What to work on: How many lines in the entries below contain the string "branch"? Count only matches with the same case, and reply with the number alone.

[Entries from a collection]
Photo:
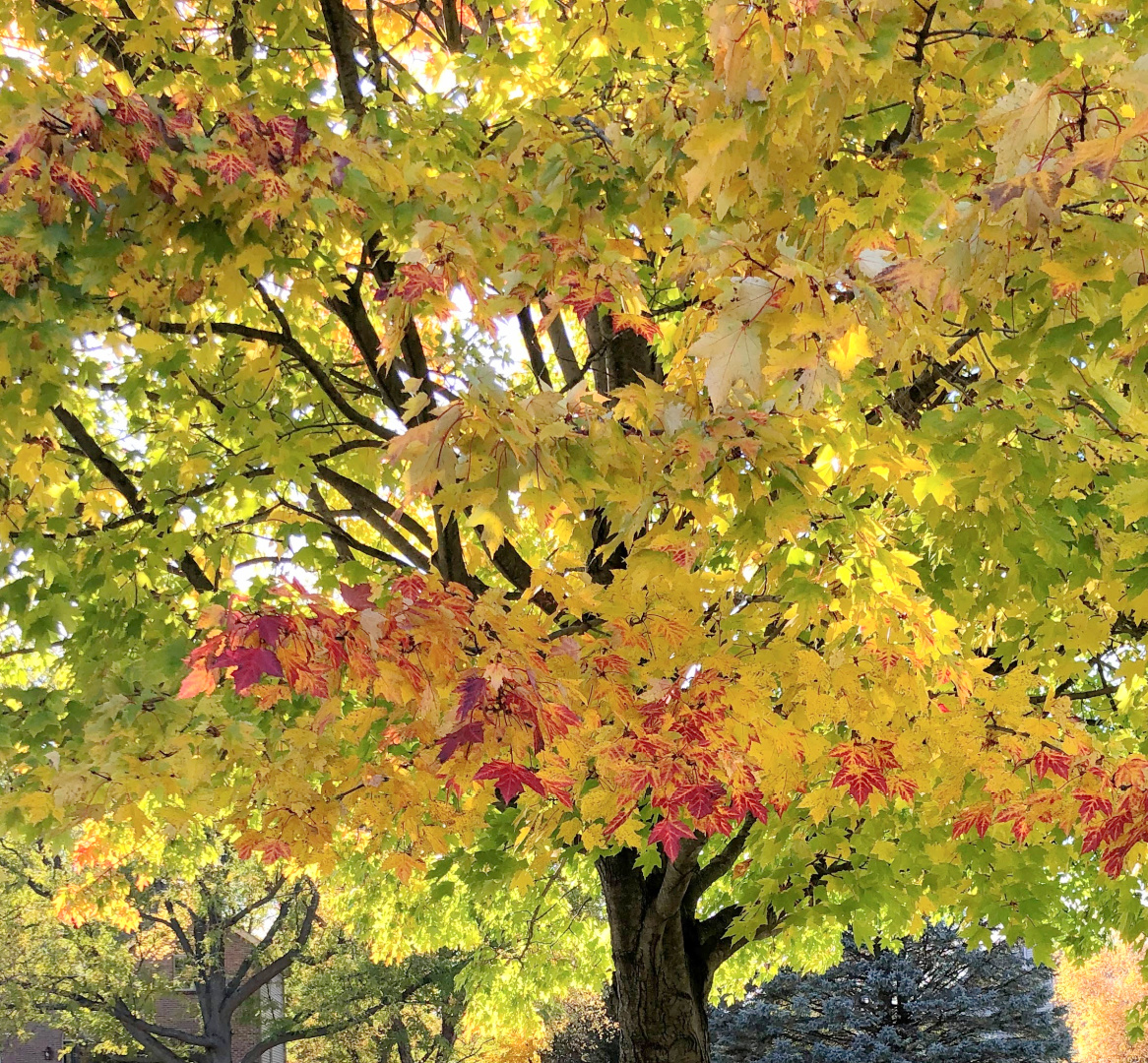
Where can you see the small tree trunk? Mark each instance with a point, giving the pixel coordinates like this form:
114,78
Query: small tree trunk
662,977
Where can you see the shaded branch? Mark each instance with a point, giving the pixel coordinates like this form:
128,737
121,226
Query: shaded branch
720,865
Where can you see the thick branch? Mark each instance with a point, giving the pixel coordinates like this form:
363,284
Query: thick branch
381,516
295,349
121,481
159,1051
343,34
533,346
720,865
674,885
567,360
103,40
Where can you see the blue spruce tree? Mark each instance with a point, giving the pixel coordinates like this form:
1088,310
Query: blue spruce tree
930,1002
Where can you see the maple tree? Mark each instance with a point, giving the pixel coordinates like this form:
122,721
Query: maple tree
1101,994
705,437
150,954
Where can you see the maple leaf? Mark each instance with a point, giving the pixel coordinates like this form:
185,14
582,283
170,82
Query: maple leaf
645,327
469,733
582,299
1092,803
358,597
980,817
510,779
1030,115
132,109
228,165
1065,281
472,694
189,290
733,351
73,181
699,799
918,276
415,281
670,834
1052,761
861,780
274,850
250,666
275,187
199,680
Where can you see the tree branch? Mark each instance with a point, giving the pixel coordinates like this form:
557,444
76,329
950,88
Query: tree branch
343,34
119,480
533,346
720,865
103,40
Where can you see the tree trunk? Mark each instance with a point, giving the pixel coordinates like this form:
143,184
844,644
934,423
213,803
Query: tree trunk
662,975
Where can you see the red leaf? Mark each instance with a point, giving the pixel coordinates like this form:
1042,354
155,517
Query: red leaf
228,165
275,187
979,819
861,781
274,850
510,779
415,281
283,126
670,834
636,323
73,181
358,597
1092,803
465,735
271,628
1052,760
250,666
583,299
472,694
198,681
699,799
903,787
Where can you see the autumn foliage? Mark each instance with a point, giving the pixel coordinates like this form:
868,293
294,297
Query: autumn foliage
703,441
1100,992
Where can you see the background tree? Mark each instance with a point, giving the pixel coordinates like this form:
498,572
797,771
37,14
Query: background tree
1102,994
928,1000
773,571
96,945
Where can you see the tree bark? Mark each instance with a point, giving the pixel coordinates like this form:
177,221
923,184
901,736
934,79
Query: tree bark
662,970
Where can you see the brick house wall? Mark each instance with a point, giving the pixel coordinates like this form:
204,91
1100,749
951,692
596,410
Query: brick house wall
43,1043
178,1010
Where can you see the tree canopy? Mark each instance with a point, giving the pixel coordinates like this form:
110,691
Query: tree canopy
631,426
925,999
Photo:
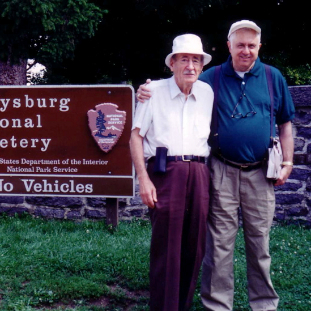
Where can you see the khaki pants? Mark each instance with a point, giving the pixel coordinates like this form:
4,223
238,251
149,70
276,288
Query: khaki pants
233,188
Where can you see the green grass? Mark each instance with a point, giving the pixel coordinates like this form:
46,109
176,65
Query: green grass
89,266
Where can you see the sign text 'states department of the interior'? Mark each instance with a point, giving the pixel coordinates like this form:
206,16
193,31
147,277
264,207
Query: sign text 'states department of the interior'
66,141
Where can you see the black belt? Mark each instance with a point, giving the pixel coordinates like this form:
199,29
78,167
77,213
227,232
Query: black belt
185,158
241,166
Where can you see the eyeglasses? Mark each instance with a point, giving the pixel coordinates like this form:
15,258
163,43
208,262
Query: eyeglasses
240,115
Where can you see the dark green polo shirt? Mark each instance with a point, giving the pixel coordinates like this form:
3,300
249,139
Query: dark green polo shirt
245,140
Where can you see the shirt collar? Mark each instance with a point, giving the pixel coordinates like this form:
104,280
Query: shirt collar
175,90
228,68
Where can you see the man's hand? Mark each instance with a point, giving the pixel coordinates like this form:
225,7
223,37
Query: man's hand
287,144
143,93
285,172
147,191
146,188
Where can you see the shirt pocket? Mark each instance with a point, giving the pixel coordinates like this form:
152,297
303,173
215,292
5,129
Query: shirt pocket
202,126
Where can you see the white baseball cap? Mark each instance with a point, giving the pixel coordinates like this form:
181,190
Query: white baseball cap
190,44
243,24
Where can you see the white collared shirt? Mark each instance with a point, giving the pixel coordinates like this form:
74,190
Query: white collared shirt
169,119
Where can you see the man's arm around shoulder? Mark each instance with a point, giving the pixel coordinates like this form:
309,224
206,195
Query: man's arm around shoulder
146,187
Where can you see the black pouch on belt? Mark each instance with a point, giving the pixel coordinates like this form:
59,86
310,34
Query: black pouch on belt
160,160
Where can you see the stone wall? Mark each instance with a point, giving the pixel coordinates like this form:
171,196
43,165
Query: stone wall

--

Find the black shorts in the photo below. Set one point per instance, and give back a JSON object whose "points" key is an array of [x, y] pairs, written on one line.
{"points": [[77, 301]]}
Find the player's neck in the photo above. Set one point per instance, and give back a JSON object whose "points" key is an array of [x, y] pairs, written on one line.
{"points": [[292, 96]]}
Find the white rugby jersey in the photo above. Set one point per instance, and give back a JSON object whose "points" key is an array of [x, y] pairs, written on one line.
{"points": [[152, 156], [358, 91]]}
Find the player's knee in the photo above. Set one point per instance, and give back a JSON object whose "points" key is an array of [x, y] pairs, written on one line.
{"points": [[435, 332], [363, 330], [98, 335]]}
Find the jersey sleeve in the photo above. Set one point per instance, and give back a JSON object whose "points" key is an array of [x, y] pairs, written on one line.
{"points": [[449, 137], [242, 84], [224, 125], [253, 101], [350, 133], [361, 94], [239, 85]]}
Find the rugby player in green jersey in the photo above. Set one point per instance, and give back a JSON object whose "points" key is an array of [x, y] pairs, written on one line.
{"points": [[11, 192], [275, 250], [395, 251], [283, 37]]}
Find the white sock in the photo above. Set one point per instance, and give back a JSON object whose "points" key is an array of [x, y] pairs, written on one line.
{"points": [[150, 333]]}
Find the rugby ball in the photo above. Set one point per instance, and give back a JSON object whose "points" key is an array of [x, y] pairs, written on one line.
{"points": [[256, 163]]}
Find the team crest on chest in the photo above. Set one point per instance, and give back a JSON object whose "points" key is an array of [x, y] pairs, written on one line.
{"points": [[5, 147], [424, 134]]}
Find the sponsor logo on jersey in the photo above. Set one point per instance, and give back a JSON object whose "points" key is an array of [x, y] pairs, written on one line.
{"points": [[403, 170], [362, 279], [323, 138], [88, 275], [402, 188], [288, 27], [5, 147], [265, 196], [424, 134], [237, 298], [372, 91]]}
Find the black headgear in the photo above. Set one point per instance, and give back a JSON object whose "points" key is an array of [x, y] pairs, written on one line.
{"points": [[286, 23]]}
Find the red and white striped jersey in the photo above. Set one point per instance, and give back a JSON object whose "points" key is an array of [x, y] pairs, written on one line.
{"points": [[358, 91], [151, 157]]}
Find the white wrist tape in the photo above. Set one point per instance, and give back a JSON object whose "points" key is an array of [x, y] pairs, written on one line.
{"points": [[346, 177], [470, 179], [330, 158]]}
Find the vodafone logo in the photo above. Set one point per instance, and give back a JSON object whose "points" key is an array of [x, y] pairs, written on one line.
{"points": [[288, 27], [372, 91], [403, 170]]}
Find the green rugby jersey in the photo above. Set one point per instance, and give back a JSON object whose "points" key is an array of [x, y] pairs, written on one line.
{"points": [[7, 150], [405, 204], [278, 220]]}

Solution to the exercise: 6